Requirements | Include in the output the line containing "the person wearing" and each subsequent line of the records, through the end, transcribed exactly. Add nothing else.

Given entries |
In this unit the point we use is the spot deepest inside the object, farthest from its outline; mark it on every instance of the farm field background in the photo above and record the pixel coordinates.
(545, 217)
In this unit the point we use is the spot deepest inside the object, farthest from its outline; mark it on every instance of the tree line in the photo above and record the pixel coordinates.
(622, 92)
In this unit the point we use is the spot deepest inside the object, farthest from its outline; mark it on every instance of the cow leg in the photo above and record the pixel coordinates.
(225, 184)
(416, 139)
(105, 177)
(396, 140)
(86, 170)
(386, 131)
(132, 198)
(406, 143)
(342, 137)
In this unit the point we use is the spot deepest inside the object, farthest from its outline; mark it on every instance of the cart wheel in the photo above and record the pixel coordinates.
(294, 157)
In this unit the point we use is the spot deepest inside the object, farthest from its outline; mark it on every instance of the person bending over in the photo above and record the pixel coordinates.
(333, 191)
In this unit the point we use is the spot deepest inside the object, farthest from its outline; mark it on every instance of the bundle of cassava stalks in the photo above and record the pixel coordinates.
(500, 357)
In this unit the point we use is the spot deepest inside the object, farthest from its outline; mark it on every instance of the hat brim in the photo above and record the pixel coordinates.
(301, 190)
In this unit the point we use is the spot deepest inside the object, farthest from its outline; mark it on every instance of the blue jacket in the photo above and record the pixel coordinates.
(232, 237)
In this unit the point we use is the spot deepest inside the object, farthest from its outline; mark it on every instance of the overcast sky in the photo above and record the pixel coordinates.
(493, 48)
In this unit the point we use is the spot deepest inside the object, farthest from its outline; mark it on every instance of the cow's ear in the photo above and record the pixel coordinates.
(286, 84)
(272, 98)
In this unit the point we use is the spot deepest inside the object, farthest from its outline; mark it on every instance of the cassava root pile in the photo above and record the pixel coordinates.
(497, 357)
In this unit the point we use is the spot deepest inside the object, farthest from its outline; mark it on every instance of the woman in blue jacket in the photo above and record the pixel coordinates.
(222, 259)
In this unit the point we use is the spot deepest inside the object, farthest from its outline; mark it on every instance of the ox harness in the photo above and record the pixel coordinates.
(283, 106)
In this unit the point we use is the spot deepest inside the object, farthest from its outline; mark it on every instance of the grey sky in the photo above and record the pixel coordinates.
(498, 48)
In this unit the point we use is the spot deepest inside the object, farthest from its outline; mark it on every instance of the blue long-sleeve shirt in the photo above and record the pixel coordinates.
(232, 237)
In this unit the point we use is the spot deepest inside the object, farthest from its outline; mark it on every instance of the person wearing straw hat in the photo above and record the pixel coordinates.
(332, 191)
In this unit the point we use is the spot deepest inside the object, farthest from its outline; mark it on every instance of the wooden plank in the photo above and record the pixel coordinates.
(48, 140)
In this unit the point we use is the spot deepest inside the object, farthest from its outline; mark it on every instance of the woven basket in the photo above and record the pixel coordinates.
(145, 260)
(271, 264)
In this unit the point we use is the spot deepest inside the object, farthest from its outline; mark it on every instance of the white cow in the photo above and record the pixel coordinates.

Solution to the problem |
In this unit the point we use is the spot deepest inside the object, farthest from its outline; mark it on every instance of the person wearing straw hat in the photo above and record the pixel coordinates.
(332, 191)
In this unit the point we use is the spot deepest inside the object, farthest from its outline; mark it on every instance of the wooden plank in the photo above and record the pixel coordinates.
(48, 140)
In this unit the point we use is the spot deepest inside the object, farthest from its outline; mark it on every instance of the woven basket in the photo above and record the pixel coordinates.
(145, 260)
(271, 264)
In this unit the point we use is the spot deepest inside the object, farthest from its outline; mark it on every instance of the white cow in the photo above and record the pixel coordinates.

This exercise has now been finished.